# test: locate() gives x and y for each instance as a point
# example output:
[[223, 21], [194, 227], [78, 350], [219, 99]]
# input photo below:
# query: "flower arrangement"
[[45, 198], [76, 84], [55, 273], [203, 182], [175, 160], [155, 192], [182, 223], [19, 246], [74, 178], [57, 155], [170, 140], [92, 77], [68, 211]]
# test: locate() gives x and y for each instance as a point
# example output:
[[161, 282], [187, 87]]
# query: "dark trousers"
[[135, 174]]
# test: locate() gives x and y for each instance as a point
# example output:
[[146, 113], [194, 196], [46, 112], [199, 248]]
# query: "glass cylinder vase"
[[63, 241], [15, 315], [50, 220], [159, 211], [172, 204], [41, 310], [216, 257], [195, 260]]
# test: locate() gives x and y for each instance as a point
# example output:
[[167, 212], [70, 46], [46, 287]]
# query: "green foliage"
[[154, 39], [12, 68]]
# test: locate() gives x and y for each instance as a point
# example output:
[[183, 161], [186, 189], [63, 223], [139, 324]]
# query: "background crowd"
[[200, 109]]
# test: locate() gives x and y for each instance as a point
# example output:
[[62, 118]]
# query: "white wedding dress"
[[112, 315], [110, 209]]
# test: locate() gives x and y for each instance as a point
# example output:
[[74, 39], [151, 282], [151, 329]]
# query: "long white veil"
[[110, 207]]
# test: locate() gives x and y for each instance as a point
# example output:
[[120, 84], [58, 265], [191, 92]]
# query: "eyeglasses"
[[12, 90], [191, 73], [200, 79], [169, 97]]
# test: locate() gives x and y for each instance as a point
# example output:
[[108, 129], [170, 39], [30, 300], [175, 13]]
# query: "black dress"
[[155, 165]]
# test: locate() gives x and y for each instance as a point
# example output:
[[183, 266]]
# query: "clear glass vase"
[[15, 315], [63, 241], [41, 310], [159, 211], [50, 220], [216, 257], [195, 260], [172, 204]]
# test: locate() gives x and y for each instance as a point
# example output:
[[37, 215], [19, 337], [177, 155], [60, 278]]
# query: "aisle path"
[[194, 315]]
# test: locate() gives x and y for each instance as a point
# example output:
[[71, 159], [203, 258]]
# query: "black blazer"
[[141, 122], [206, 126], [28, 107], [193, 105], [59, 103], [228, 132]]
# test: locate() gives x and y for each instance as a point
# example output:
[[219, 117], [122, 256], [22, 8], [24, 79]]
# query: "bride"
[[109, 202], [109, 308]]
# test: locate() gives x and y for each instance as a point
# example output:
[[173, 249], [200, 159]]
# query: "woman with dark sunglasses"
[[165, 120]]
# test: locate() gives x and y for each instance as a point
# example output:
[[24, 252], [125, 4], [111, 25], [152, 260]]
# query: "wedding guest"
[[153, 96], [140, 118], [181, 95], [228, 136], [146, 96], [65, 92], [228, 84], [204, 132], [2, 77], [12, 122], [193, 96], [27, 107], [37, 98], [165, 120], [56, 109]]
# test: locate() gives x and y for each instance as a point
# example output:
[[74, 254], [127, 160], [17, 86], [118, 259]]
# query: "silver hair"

=-=-=

» **Task to complete**
Rewrite all of the items above, changing "example output" to "sample output" everywhere it occurs and leaving everything else as it is.

» **Response for this exercise**
# test: locate() gives x and y for each instance as a point
# sample output:
[[223, 21], [194, 227], [78, 350], [219, 99]]
# input photo below:
# query: "flower arrangement"
[[45, 198], [76, 84], [55, 273], [203, 182], [175, 160], [155, 192], [182, 223], [19, 246], [74, 178], [57, 155], [170, 140], [92, 77], [68, 211]]
# test: locate() gives x and y for each instance as a point
# sample output:
[[161, 282], [187, 87]]
# query: "dark trousers"
[[135, 174]]
# test: locate() gives x and y for each instance as a point
# sample output:
[[146, 113], [194, 196], [46, 112], [199, 248]]
# query: "glass cylinder vase"
[[63, 241], [15, 315], [50, 220], [159, 211], [172, 204], [41, 310], [216, 257], [195, 260]]
# test: locate() gives x and y for each instance as a point
# sample output:
[[167, 212], [70, 46], [46, 287]]
# query: "green foliage"
[[154, 39], [12, 68]]
# test: locate() gives x and y for each instance as a point
# sample output:
[[183, 161], [186, 189], [63, 223], [139, 324]]
# query: "background crowd"
[[200, 109]]
# test: locate() gives x and y for each instance as a point
# sample output:
[[62, 118]]
# query: "white wedding dress"
[[112, 315], [110, 209]]
# test: locate() gives x and y for each instance as a point
# sample output:
[[74, 39], [151, 282], [151, 329]]
# query: "long white veil"
[[110, 207]]
# test: locate() gives x and y for each instance as a point
# sample output:
[[120, 84], [58, 265], [191, 92]]
# query: "eyeglasses"
[[12, 90], [191, 73], [200, 79], [169, 97]]
# test: locate() gives x and y for each instance as a point
# sample output:
[[108, 129], [170, 39], [30, 300], [175, 13]]
# query: "black dress"
[[155, 165]]
# test: locate() gives x and y for each instance as a point
# sample output:
[[183, 266]]
# query: "clear glass vase"
[[15, 315], [63, 241], [41, 310], [159, 211], [50, 220], [216, 257], [195, 260], [172, 204]]
# test: locate() gives x and y for each instance as a point
# sample output:
[[37, 215], [19, 337], [177, 155], [60, 278]]
# query: "aisle path"
[[194, 315]]
# test: locate() gives x and y for each instance as a point
# sample output:
[[71, 159], [203, 258]]
# query: "black blazer"
[[141, 122], [206, 126], [28, 107], [193, 105], [59, 103], [228, 132]]
# test: locate() gives x and y for each instance as a point
# sample output:
[[219, 117], [122, 256], [22, 8], [24, 79]]
# query: "bride"
[[109, 202], [109, 308]]
# test: locate() gives x and y for each instance as a point
# sample output:
[[173, 249], [200, 159]]
# query: "woman with dark sunglasses"
[[165, 120]]
# test: locate() gives x and y for each instance as a point
# sample output:
[[24, 252], [125, 4], [111, 25], [152, 260]]
# query: "wedding guest"
[[153, 96], [140, 118], [181, 95], [228, 136], [146, 96], [65, 92], [228, 84], [204, 132], [2, 77], [12, 122], [193, 96], [27, 107], [37, 98], [165, 120], [56, 109]]
# test: locate() gives x and y for each instance as a point
# sample output:
[[74, 254], [127, 160], [17, 86], [118, 259]]
# query: "silver hair"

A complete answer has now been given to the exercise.